Wie sich zeigt, haben die Anhänger Zelayas nach dem vermeintlichen Durchbruch des Abkommens zu früh die Sektkorken knallen lassen, da seine Rückkehr ins Amt weder binnen weniger Tage erfolgen wird noch ein Selbstgänger ist. Ob des gelungenen Coups die Hände reiben kann sich bislang nur die Gegenseite. Der Präsident geht geschwächt aus der veränderten Situation hervor, da seine Wiedereinsetzung nicht uneingeschränkt vereinbart worden ist. Diese von der Zustimmung des Parlaments abhängig zu machen, lieferte Zelaya den Manövern seiner Widersacher aus, die nun die Einberufung der erforderlichen Parlamentssitzung verzögern. Sie haben bereits erklärt, die Abgeordneten könnten erst gegen Ende des Monats erneut zusammenkommen. Sie befänden sich derzeit in den Parlamentsferien oder hätten mit der Vorbereitung der Wahlen alle Hände voll zu tun. Da in dem Abkommen kein Termin für die Beschlußfassung des Parlaments festgesetzt wurde, hat man Zelaya de facto über den Tisch gezogen.

Entscheidend für die US-Regierung und das Regime in Tegucigalpa ist derzeit vor allem, daß die Novemberwahlen international anerkannt werden. Würde die Obama-Administration dies im Alleingang mit den Putschisten durchziehen, wäre der Kredit verspielt, den sie mit ihrer scheinheiligen Verurteilung des Staatsstreichs erwirtschaftet hat. Thomas Shannon hat einem Abkommen zur Durchsetzung verholfen, das hinter den Stand des ursprünglich vom costaricanischen Präsidenten und Friedensnobelpreisträger Oscar Arias vorgelegten Vermittlungsvorschlags zurückfällt. Die auf den ersten Blick erstaunliche Bereitwilligkeit der Putschisten, entgegen ihrer vier Monate währenden Zurückweisung jedes Vorschlags und Gesprächsansatzes Shannons Initiative sofort zuzustimmen, ist durchaus verständlich, wenn man berücksichtigt, daß die nun getroffene Vereinbarung zwei Fliegen mit einer Klappe für das Regime zu schlagen verspricht, nämlich die Anerkennung der Wahlen auch ohne die Wiedereinsetzung Zelayas.

━━━━━━━━

## AUFGABENSTELLUNG:
1. Nennen Sie alle Personen, deren Name im Text über Zelaya vorkommt, auch wenn der Name nur Teil eines zusammengesetzten Wortes ist.
2. Beantworten Sie anhand des Textes über Zelaya:
(a) Wann können die Abgeordneten laut den Gegnern Zelayas frühestens wieder zusammenkommen?
(b) Was wurde im Abkommen für die Beschlussfassung des Parlaments nicht festgesetzt?
(c) Wie lange hatten die Putschisten jeden Vorschlag und Gesprächsansatz zurückgewiesen?
3. Führen Sie den Text über Zelaya im Anschluss an seinen letzten Satz fort.
Die Liste hat eine andere Herkunft als der Text über Zelaya.

━━━━━━━━

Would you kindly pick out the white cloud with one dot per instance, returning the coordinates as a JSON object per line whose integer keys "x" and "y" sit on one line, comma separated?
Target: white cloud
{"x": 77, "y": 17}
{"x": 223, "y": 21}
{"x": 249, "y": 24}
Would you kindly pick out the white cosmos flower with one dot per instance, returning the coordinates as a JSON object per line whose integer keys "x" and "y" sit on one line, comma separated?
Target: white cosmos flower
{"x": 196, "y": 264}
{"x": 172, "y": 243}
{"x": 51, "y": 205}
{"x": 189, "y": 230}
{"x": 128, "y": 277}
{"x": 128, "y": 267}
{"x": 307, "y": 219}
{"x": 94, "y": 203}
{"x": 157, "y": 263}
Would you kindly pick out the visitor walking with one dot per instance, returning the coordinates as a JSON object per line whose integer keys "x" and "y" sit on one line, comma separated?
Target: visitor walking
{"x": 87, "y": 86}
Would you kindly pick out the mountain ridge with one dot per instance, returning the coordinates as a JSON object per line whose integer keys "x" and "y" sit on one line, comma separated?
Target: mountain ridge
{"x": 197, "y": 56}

━━━━━━━━

## LÖSUNGEN:
1. Zelaya, Obama, Thomas Shannon, Oscar Arias

2.
(a) Gegen Ende des Monats.
(b) Ein Termin.
(c) Vier Monate.

3.
Manuel Zelaya läuft somit mehr denn je die Zeit davon. Die fatale Neigung vieler Honduraner und ausländischen Regierungen, mit der Wahl endlich einen Schlußstrich unter das leidige Kapitel des Putsches zu ziehen, spielt seinen Gegnern in die Hände. Er sitzt noch immer in der brasilianischen Botschaft fest, da seine Festnahme unter den diversen konstruierten Vorwürfen keineswegs ausgeschlossen ist. Ihm bleibt als vorerst letztes diplomatisches Mittel, die Einheitsregierung nicht anzuerkennen, sofern er nicht zugleich ins Amt zurückkehren kann.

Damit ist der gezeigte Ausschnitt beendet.